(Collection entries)
• • • •

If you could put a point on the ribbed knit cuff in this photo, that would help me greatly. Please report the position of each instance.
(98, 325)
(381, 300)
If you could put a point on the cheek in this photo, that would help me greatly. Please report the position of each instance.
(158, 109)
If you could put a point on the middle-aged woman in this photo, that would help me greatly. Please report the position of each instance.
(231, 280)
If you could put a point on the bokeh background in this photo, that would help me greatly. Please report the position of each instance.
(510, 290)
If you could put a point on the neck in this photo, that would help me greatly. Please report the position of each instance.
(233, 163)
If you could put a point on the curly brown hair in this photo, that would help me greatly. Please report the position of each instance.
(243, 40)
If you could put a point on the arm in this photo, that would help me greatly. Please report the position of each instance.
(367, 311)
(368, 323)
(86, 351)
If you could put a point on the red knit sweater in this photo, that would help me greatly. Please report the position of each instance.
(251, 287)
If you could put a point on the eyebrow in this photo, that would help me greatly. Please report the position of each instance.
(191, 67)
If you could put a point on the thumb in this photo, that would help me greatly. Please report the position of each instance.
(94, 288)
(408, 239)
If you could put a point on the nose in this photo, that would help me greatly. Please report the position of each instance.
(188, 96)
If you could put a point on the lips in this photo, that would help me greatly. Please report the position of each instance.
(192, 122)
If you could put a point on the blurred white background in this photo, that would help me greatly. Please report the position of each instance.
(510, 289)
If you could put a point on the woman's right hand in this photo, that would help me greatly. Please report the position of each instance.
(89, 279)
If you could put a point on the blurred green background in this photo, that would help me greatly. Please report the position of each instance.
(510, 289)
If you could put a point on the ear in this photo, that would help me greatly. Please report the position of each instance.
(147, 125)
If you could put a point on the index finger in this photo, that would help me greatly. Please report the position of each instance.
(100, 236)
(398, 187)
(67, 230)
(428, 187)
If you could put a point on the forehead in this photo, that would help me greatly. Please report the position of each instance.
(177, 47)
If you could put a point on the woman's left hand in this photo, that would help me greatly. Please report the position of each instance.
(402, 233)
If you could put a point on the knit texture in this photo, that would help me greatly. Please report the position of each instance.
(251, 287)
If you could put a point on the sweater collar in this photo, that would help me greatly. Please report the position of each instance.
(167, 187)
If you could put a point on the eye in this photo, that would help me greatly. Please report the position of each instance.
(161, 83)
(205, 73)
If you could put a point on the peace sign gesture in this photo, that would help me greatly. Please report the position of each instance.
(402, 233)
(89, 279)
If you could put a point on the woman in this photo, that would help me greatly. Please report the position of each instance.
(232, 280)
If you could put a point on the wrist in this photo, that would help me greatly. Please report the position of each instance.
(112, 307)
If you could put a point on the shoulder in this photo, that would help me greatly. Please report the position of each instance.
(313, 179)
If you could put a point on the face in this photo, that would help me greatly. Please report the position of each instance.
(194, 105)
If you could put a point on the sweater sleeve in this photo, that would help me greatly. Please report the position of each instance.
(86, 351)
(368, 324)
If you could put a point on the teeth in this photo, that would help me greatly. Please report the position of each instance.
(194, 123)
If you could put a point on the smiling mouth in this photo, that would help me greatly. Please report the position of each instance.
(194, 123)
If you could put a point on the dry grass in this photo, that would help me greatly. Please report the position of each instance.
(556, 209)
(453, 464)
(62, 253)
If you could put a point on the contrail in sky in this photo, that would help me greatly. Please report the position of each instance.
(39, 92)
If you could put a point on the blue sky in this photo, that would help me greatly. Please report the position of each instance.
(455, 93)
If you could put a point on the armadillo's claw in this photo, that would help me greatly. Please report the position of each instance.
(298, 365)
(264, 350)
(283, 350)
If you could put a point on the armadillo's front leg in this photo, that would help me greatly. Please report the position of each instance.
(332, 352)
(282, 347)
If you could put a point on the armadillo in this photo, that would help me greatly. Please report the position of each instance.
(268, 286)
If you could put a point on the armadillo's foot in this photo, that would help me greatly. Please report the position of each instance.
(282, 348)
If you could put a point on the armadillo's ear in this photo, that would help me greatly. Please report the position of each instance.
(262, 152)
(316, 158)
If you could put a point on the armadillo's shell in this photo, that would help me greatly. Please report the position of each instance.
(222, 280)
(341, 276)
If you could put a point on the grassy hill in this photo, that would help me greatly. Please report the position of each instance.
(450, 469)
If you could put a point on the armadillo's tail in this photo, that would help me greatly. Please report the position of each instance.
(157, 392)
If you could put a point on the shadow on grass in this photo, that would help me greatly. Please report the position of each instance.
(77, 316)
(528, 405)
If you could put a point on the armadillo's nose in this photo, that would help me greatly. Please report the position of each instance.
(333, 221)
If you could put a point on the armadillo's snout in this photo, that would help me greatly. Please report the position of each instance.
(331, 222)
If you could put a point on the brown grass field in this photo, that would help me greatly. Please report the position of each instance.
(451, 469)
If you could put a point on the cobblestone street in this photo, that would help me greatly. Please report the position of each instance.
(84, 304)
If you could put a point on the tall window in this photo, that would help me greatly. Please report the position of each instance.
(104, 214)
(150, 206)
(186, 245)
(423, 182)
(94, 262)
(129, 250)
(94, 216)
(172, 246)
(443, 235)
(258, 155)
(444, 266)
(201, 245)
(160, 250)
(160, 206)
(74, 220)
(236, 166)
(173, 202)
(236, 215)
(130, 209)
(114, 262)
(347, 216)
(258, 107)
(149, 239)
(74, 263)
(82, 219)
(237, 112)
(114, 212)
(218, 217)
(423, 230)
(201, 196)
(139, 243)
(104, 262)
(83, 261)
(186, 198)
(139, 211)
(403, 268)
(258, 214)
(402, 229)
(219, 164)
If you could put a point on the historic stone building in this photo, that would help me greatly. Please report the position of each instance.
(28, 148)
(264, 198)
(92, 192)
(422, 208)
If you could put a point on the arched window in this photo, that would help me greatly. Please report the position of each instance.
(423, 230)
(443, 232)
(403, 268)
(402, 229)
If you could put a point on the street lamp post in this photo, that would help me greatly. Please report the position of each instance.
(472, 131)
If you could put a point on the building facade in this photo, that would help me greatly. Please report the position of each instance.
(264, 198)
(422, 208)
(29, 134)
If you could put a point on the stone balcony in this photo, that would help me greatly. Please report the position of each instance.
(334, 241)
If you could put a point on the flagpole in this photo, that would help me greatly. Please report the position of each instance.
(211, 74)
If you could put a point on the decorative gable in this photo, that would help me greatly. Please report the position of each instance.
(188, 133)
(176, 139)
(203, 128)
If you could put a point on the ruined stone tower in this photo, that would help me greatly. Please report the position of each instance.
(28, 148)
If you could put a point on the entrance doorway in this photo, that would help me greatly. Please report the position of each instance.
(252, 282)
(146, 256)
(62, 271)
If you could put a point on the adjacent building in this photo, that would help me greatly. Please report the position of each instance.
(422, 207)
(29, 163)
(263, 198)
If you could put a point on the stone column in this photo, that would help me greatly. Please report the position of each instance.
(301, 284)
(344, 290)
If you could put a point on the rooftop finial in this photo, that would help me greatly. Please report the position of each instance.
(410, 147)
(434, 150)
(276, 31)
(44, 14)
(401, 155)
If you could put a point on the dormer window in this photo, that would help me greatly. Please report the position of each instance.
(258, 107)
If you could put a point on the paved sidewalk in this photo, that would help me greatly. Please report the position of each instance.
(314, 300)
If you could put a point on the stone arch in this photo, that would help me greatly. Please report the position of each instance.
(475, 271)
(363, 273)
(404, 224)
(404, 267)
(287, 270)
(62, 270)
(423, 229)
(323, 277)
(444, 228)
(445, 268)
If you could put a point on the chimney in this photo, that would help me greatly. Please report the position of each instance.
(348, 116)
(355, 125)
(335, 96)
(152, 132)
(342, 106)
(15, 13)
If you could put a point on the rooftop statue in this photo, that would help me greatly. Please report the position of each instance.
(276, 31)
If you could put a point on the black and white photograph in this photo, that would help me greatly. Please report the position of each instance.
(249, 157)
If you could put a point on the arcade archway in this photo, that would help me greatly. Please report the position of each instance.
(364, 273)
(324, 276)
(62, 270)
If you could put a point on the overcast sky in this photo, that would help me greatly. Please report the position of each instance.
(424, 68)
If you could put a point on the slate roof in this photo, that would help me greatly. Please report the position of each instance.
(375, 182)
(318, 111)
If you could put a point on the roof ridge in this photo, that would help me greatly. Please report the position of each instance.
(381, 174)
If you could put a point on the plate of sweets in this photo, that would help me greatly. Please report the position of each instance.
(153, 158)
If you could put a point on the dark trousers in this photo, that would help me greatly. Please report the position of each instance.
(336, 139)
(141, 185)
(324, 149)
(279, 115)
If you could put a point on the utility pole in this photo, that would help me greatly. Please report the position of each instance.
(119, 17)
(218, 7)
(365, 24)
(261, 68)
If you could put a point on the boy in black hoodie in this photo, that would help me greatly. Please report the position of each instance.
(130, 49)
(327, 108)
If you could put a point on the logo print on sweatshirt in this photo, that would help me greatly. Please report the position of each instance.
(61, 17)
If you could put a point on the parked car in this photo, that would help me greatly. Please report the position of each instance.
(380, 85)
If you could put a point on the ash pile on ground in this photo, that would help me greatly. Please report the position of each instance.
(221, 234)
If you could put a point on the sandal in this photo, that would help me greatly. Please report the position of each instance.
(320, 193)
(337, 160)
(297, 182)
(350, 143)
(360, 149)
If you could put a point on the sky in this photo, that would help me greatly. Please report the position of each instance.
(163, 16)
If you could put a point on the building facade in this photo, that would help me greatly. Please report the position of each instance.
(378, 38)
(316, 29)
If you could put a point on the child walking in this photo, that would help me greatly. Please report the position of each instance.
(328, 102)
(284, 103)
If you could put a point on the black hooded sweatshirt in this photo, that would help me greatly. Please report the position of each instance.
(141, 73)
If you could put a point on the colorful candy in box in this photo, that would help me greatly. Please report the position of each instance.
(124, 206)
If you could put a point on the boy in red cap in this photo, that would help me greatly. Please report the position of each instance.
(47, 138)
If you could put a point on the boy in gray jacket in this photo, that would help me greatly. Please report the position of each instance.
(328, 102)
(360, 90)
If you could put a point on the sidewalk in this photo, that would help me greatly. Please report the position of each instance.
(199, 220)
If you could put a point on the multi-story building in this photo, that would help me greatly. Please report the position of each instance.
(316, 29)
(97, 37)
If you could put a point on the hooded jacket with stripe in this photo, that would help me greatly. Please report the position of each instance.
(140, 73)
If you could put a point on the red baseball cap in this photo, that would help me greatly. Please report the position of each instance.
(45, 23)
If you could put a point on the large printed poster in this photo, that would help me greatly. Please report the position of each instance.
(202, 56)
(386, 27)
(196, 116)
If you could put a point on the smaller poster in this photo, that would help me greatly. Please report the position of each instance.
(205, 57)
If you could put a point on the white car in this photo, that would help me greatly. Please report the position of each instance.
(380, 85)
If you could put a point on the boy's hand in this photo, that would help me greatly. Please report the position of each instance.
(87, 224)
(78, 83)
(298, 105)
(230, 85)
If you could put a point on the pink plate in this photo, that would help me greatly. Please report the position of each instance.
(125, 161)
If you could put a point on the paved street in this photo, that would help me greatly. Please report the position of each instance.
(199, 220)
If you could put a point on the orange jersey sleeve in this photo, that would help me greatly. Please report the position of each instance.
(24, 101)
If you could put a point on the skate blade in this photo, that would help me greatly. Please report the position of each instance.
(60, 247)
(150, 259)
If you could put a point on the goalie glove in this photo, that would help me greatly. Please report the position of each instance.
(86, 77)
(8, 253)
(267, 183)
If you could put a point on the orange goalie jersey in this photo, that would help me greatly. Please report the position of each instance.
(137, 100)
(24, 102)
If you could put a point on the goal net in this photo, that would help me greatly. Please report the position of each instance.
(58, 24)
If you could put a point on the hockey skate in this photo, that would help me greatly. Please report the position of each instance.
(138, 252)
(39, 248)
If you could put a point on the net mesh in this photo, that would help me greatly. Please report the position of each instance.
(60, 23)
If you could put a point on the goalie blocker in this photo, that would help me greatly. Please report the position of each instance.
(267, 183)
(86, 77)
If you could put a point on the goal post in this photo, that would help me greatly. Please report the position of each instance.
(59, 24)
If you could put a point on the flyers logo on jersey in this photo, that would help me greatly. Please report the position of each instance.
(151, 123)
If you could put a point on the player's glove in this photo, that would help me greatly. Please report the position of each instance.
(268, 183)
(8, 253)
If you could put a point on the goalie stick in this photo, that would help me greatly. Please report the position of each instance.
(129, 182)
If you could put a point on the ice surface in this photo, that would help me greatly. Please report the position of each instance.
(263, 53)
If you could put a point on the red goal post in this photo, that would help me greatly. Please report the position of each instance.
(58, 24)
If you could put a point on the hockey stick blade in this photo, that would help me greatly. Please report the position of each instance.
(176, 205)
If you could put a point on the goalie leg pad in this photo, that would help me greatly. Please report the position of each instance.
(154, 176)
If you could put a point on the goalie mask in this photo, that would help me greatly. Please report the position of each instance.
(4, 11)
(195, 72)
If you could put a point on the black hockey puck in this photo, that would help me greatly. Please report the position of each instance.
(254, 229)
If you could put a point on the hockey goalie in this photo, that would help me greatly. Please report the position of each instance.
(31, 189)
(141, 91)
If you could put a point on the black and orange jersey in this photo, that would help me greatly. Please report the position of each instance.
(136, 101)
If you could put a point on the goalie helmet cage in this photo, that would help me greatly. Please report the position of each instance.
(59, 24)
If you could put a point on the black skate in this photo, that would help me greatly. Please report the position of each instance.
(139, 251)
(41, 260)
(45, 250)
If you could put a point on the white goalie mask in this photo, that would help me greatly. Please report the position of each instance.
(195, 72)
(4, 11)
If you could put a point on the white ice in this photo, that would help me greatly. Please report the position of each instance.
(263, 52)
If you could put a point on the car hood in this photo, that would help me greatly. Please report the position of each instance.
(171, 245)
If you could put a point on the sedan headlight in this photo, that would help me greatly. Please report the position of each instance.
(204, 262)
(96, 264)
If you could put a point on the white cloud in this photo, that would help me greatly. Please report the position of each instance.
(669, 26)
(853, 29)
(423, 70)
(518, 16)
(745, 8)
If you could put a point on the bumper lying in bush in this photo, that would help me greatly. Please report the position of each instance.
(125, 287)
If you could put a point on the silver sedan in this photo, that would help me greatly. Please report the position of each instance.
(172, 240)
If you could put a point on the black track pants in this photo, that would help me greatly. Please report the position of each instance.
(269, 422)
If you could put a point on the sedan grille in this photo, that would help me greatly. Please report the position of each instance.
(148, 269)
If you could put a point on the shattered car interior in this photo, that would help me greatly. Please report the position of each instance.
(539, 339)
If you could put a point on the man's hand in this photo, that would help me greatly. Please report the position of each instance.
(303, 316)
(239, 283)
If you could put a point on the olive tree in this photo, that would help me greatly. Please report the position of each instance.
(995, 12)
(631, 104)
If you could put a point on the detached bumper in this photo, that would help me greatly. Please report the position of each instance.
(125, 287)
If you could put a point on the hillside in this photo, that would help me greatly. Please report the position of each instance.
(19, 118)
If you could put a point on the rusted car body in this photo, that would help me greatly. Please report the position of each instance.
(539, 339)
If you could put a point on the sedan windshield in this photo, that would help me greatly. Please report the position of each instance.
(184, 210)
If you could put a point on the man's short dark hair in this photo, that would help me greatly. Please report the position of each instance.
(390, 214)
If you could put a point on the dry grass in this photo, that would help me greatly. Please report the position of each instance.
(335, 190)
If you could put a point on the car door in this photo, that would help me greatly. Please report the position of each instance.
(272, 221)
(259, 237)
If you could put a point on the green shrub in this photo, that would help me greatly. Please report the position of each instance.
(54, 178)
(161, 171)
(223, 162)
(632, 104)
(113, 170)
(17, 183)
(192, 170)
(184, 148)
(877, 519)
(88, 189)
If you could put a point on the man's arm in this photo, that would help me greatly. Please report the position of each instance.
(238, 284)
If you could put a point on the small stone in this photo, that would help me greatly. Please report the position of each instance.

• • • •

Reproduce only the lines running from the one with "If you could put a point on the car door" through the final line of the listing above, both ends included.

If you could put a point on the car door in this photo, that would help me greatly. Please report the position of each instance.
(272, 221)
(259, 237)
If you could put a point on the green shrub in this photo, that would help me greatly. Please report the position of each instance.
(54, 178)
(161, 171)
(223, 162)
(632, 104)
(113, 170)
(17, 183)
(192, 170)
(184, 148)
(877, 519)
(88, 189)
If you could put a point on the man's arm in this photo, that would help me greatly. Please report the position of each instance.
(238, 284)
If you could put a point on the small stone in this photo, that would help me greatly. Please report the position of each instance.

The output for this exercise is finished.